## Problem description
Copy out, word for word, the whole news report about the US government's plan to respond faster to new disease threats.

## Given passage
○ ○ ○

THE US government proposed significant changes yesterday to the way it works with companies to fight new disease threats such as flu, including reform at the Food and Drug Administration (FDA) and setting up centres to make vaccines quickly.
The report from the health and human services department stated the US ability to respond to new outbreaks is too slow and it lays out a plan for helping researchers and biotechnology firms develop drugs and vaccines.
“At a moment when the greatest danger we face may be a virus we have never seen before . . . we don’t have the flexibility to adapt,” health and human services secretary Kathleen Sebelius said at a news briefing.
The report suggests providing clearer guidance to industry on what kinds of tests are needed for regulatory approval of new drugs and vaccines – something industry has asked for – and says new teams should be set up at the FDA to facilitate this.

○ ○ ○

## Extracted material
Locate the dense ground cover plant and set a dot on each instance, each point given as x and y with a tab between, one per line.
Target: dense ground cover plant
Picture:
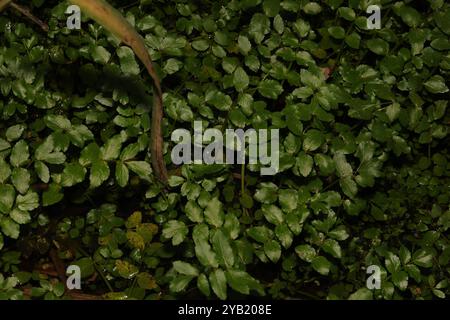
364	152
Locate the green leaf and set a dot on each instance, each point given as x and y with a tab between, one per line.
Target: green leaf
219	100
185	268
392	263
128	63
353	40
378	46
73	173
347	13
288	199
7	197
21	179
218	282
305	252
312	8
100	54
214	213
337	32
273	214
271	7
15	132
321	265
361	294
19	154
424	257
270	89
142	168
203	285
240	79
42	171
175	230
180	283
349	187
284	235
20	216
244	45
222	247
332	247
122	174
28	202
436	84
52	195
194	212
259	27
111	149
343	168
242	282
278	24
200	45
5	170
313	140
400	280
57	122
9	227
99	173
273	250
305	163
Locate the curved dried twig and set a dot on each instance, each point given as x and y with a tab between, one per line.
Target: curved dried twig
112	20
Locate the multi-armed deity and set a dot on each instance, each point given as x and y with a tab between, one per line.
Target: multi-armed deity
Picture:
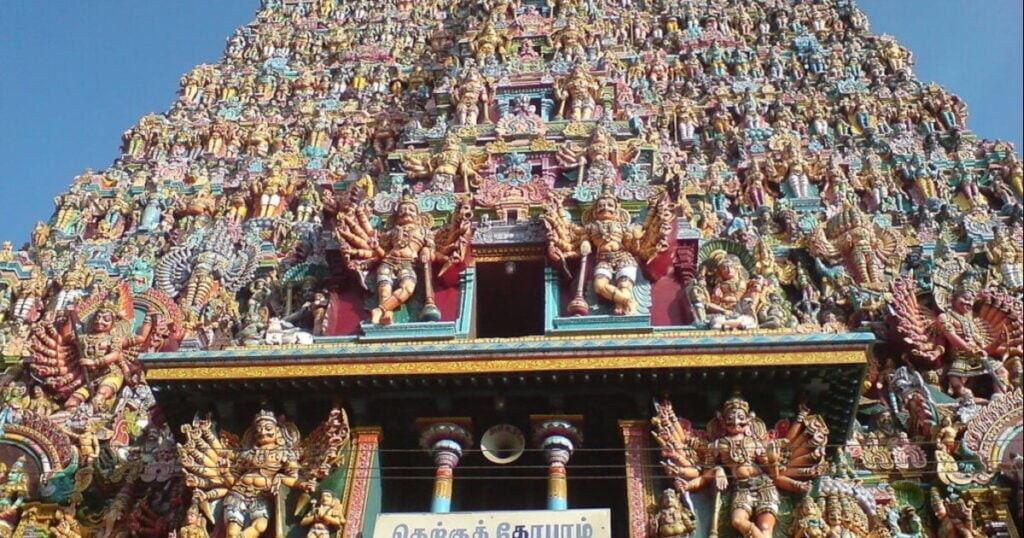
408	242
620	248
247	474
737	453
760	166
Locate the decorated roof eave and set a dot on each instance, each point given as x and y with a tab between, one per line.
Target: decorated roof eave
513	355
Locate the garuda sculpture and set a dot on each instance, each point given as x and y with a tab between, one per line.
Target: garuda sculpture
867	248
246	474
738	449
409	241
450	162
619	245
92	353
973	333
207	262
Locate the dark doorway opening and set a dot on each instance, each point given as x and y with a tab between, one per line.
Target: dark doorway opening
509	299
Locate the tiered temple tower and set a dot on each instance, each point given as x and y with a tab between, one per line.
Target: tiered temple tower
622	267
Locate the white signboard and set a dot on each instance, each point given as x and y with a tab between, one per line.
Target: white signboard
539	524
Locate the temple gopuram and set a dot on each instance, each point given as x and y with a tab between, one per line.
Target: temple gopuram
527	269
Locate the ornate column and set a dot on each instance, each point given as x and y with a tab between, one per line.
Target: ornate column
639	491
363	470
558	437
444	439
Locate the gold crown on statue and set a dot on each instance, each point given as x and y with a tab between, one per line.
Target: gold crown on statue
736	402
969	283
265	416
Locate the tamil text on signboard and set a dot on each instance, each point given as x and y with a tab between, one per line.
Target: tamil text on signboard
540	524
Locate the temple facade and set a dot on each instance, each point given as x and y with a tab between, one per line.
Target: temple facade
527	269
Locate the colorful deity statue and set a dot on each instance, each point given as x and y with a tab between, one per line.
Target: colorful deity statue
571	40
215	258
409	241
448	164
1006	256
969	337
733	296
248	477
673	519
807	521
74	284
271	195
739	453
90	356
955	516
579	92
13	493
470	96
598	162
619	247
869	249
489	43
325	516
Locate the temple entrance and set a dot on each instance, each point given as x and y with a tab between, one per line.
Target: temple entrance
509	299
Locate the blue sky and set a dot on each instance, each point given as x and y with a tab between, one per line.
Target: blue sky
74	75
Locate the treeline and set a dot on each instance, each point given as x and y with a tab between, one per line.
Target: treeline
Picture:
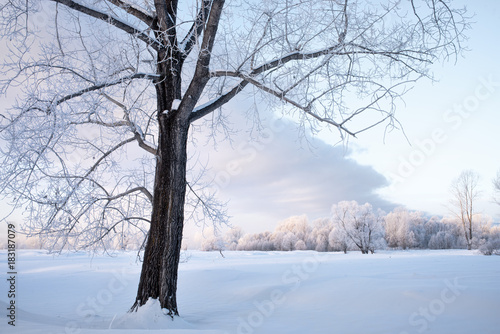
358	227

○ ○ ○

## Answer to this exercise
THE US government proposed significant changes yesterday to the way it works with companies to fight new disease threats such as flu, including reform at the Food and Drug Administration (FDA) and setting up centres to make vaccines quickly.
The report from the health and human services department stated the US ability to respond to new outbreaks is too slow and it lays out a plan for helping researchers and biotechnology firms develop drugs and vaccines.
“At a moment when the greatest danger we face may be a virus we have never seen before . . . we don’t have the flexibility to adapt,” health and human services secretary Kathleen Sebelius said at a news briefing.
The report suggests providing clearer guidance to industry on what kinds of tests are needed for regulatory approval of new drugs and vaccines – something industry has asked for – and says new teams should be set up at the FDA to facilitate this.